_PASSAGE TO READ_

---

The vernacular of the food blog is, like all rarefied sorts of discourse, a little wonky at times. It tries to insert some distinction into a set of instructions that are repeated endlessly, necessarily, in different variations, but with little intrinsic variety; how many times have you read that butter cut into flour should be “pea-sized”? (If you don’t make pies, don’t answer that.)
I think one of the food blog’s innovations has been to take a basic structure of the recipe form–“a [quantity] of [ingredient]”–i.e. the part of food writing that has most clearly entered cliche–and fuss with it. Instead of pinches, sprinkles, and dustings, we get slips, fillips, glugs. These modifications end up being about as precious as the rom-com voiceover whose imaginative foundation is the “spoonful of sugar”–mix two parts conflict with one part attraction, stir in a pinch of coincidence, and voila!–but they do seem one of the ways that the food blog vernacular has distinguished itself. Recipes in Gourmet didn’t sound like this; neither do the ones in my old Betty Crocker, or from Madhur Jaffrey.
I guess my recipes don’t sound like that either, but my point is that this blog, like any food blog, tries to tinker inventively with a set of familiar commonplaces. (I’ve noticed, for instance, that I like to “stash” things in the oven, as if they were illicit substances and the cops were at the door.) I would love a food discourse that didn’t rely on these sorts of high-school creative-writing-class hijinks, but I’m not there yet. Julia is, and it’s one reason I love her blog. Meanwhile, I have some food products I need to stash somewhere.

---

_GIVEN PROBLEM_
In the piece on food blog language, which words replace pinches, sprinkles, and dustings? The records after this point come from a different source than the text.

_RECORDS_
---

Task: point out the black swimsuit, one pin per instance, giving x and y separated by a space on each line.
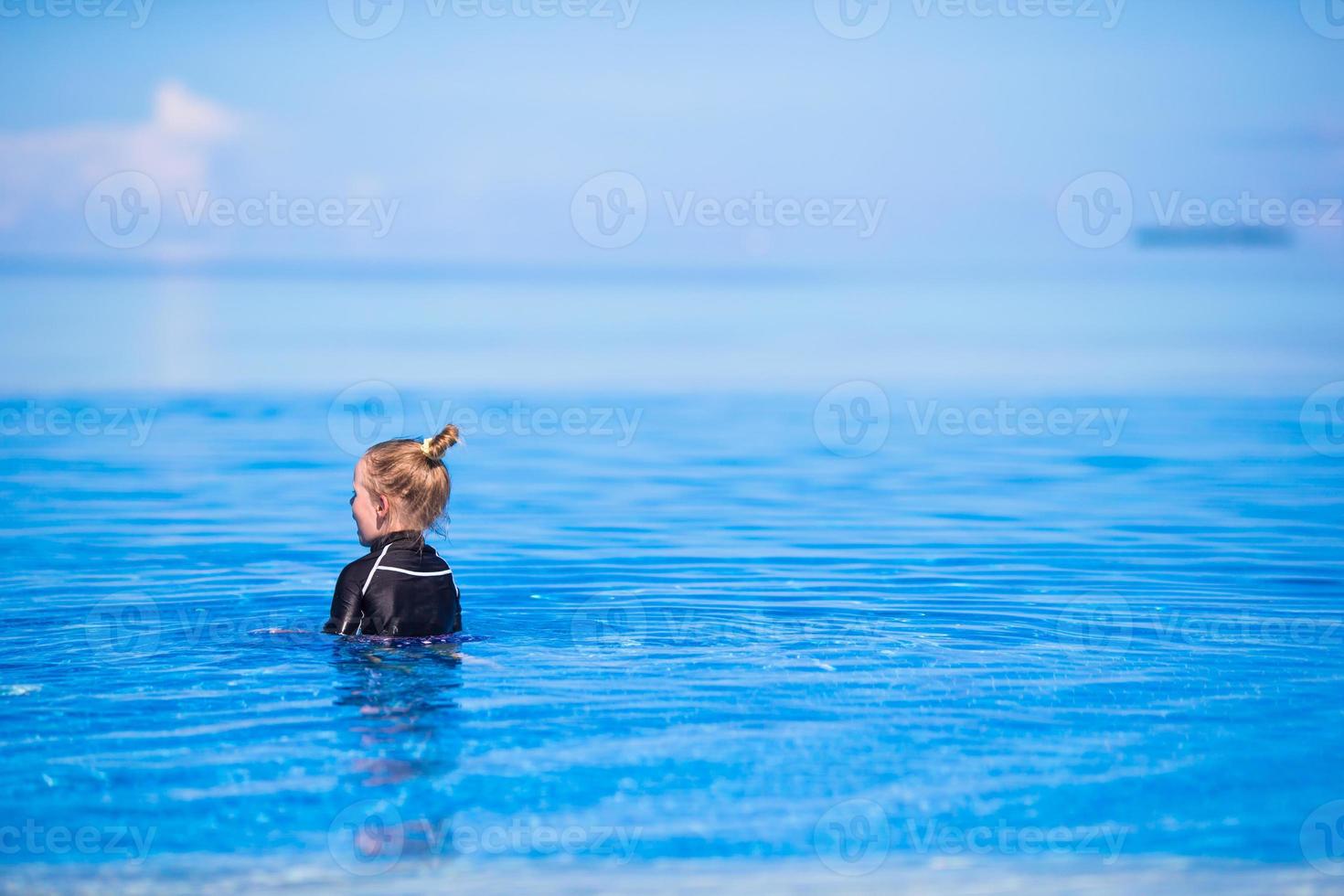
400 589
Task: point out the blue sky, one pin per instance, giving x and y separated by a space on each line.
468 162
481 129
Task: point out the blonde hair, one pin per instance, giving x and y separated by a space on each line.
414 475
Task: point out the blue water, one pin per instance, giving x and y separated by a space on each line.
718 641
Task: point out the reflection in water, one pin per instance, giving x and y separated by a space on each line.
403 695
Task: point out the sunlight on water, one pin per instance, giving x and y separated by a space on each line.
707 638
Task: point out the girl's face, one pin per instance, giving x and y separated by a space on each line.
368 509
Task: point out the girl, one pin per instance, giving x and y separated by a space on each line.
400 587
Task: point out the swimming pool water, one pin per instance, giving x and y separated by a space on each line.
705 637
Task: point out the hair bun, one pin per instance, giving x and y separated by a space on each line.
436 446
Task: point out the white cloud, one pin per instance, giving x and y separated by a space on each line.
45 172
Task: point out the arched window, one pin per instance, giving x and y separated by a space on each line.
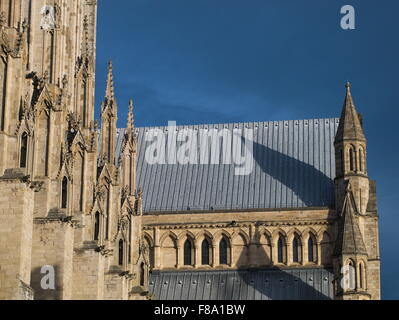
205 252
64 193
296 249
97 226
362 276
311 249
351 159
121 252
188 261
281 249
361 157
352 276
142 275
223 251
24 151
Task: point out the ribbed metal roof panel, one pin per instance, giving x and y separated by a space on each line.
273 284
294 167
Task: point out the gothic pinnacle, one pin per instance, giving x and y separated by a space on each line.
130 123
110 92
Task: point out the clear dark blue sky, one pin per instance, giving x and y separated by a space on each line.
218 61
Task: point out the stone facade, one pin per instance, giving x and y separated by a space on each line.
67 201
342 238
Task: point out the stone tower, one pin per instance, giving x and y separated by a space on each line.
73 210
356 255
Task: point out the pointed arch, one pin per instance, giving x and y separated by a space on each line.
312 248
264 250
296 248
362 165
64 193
142 274
42 143
121 252
169 253
206 252
326 248
97 226
241 234
23 151
281 249
188 248
149 244
239 249
351 274
224 251
352 159
362 276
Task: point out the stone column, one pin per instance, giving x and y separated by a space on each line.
215 253
318 257
180 256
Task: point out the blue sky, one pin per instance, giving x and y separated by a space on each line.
207 61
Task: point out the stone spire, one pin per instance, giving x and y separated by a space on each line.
130 117
350 126
350 240
110 90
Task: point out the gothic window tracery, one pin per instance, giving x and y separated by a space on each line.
311 248
64 193
281 249
224 251
188 248
296 249
205 253
23 151
97 223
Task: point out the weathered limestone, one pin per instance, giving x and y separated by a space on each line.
68 204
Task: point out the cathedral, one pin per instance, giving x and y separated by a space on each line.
90 211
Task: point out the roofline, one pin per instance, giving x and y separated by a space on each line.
235 123
161 213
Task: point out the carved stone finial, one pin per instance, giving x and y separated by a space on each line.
3 19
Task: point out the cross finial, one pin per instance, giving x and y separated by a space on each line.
109 93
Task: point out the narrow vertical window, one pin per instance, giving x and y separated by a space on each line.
311 249
142 275
205 253
362 276
352 276
280 250
361 160
64 193
187 253
223 248
121 253
296 250
342 161
351 159
24 150
97 226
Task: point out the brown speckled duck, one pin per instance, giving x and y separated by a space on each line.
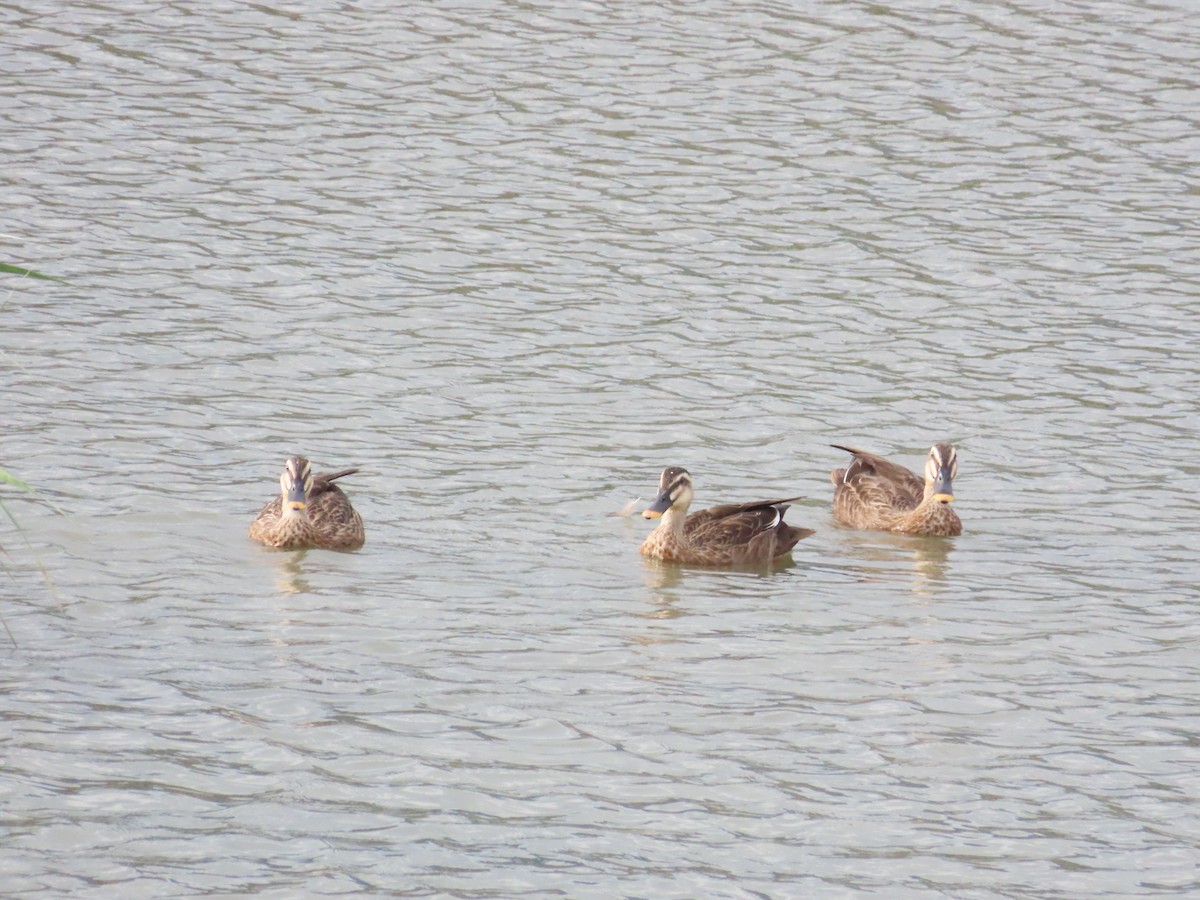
880 495
310 513
735 534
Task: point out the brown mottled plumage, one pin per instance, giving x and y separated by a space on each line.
876 493
733 534
310 513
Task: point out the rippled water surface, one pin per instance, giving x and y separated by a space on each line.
511 259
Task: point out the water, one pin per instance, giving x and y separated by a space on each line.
514 259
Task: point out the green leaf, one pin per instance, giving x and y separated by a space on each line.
29 273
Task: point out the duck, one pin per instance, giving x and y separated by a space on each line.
311 513
879 495
733 534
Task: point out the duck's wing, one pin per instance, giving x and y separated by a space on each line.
736 523
333 515
894 479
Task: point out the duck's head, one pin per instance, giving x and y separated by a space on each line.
941 469
295 485
675 492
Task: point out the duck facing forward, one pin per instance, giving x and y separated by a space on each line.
733 534
880 495
311 513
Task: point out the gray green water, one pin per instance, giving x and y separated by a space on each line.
513 259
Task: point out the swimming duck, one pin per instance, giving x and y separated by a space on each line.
733 534
310 513
876 493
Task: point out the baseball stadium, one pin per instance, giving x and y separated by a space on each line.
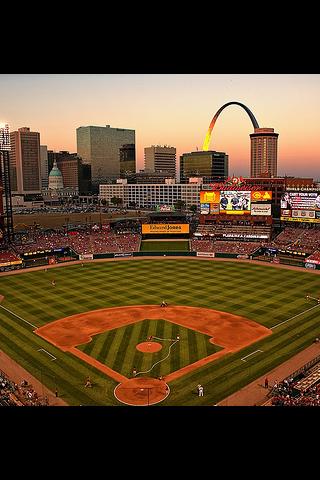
168 307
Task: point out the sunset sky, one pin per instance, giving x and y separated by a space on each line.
173 109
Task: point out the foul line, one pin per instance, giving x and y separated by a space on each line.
250 354
301 313
164 339
147 371
43 350
26 321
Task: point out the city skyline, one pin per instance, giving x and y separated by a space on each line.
175 110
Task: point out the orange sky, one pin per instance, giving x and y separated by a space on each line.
173 109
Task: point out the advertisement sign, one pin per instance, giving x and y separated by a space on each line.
205 254
313 262
165 208
209 197
286 213
310 265
245 235
300 200
215 208
204 208
261 196
303 214
235 202
86 256
260 209
290 219
160 228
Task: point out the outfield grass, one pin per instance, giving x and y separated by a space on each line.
191 347
163 246
261 293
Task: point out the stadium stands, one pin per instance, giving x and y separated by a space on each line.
301 389
224 247
85 243
12 394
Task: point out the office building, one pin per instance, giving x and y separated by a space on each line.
212 166
75 173
159 158
264 146
154 177
44 166
128 162
151 195
100 148
55 178
25 162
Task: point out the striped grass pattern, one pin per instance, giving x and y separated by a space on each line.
117 348
261 293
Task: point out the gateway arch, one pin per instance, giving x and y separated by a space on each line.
213 121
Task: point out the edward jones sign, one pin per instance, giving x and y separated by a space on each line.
161 228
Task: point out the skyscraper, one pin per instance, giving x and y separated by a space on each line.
100 148
210 165
159 158
25 161
44 166
128 161
264 143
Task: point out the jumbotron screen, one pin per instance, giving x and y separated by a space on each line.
236 202
300 206
161 228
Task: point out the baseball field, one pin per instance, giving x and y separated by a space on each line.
226 324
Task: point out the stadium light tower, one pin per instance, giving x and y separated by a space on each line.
5 182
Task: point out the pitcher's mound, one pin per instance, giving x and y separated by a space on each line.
141 391
149 347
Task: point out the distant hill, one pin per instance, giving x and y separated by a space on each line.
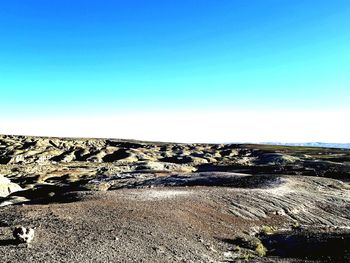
313 144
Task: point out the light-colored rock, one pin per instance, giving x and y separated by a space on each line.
7 187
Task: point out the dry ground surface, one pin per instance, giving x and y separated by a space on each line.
98 200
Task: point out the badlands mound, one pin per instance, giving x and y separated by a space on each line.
106 200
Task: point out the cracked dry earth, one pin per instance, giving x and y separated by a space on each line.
99 200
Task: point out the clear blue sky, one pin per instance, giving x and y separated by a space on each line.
63 56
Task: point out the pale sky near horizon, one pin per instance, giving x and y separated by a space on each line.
186 71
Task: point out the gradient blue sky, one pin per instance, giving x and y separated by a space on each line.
63 57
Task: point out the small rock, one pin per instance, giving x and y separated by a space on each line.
23 235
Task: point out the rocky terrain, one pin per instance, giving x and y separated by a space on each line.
106 200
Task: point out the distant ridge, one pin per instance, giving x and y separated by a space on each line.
313 144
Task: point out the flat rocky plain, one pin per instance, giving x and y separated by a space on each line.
108 200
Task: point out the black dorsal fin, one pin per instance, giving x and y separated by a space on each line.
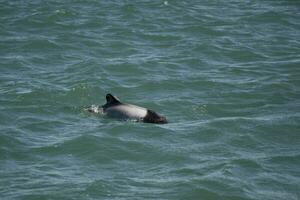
110 99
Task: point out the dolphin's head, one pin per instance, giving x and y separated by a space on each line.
153 117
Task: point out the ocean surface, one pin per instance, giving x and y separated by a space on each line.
226 74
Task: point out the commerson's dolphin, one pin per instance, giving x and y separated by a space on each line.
114 108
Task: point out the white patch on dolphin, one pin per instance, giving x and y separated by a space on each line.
114 108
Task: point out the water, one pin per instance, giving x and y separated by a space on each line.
225 74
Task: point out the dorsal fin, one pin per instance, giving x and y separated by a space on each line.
110 99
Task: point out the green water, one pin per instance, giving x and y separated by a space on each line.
226 74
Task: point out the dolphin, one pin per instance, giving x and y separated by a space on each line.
114 108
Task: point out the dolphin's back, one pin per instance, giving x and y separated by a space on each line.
126 111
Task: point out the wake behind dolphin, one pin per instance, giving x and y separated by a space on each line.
114 108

---

_RESULT_
Slips, fillips, and glugs.